- _GIVEN ENTRIES_

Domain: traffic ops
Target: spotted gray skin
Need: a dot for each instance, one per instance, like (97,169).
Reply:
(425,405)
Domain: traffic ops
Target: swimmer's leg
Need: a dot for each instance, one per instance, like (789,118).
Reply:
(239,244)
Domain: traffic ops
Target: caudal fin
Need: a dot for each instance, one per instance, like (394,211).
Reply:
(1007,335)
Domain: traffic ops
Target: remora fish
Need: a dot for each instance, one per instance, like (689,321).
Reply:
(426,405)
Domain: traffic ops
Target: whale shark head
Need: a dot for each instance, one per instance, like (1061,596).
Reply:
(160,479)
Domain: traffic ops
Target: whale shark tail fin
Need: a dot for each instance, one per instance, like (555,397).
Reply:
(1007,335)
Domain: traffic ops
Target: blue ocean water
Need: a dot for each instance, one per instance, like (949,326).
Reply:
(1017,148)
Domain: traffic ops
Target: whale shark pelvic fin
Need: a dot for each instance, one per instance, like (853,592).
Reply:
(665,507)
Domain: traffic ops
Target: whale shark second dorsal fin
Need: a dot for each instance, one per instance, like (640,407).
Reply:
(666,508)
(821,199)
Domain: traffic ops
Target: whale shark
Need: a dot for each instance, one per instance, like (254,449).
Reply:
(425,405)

- _PROBLEM DESCRIPTION_
Reproduce the records word for word.

- _SOLUTION FOR THIS PROBLEM_
Domain: traffic ops
Target: spotted gray skin
Need: a dot for each instance, one per instance, like (97,169).
Reply:
(425,405)
Domain: traffic ops
Target: swimmer's leg
Need: a dot for each instance, one per instance, like (789,118).
Reply:
(239,244)
Domain: traffic ops
Target: caudal fin
Need: a dot for each instance, one per instance, like (394,211).
Reply:
(1007,335)
Domain: traffic ops
Target: remora fish
Need: a dot for each instance, one per instance, like (689,321).
Reply:
(426,405)
Domain: traffic ops
Target: whale shark head
Need: a dot for each instance, one per instance, like (1061,596).
Reply:
(160,479)
Domain: traffic ops
Target: whale shark tail fin
Need: a dot for each instance, one per instance, like (555,397).
Reply:
(1007,335)
Domain: traffic ops
Target: blue ocean water
Need: a dot for each instance, one per instance, like (949,326).
Reply:
(1017,148)
Domain: traffic ops
Target: whale shark pelvic fin
Need: a dot for each instance, one per instance, like (853,592).
Reply:
(665,507)
Domain: traffic ops
Target: whale shark second dorsal fin
Need: a dot for each instance, one per instance, like (640,407).
Reply:
(666,508)
(821,199)
Domain: traffic ops
Target: whale shark
Need: a dot for each instance, one per instance, like (254,449).
Reply:
(425,405)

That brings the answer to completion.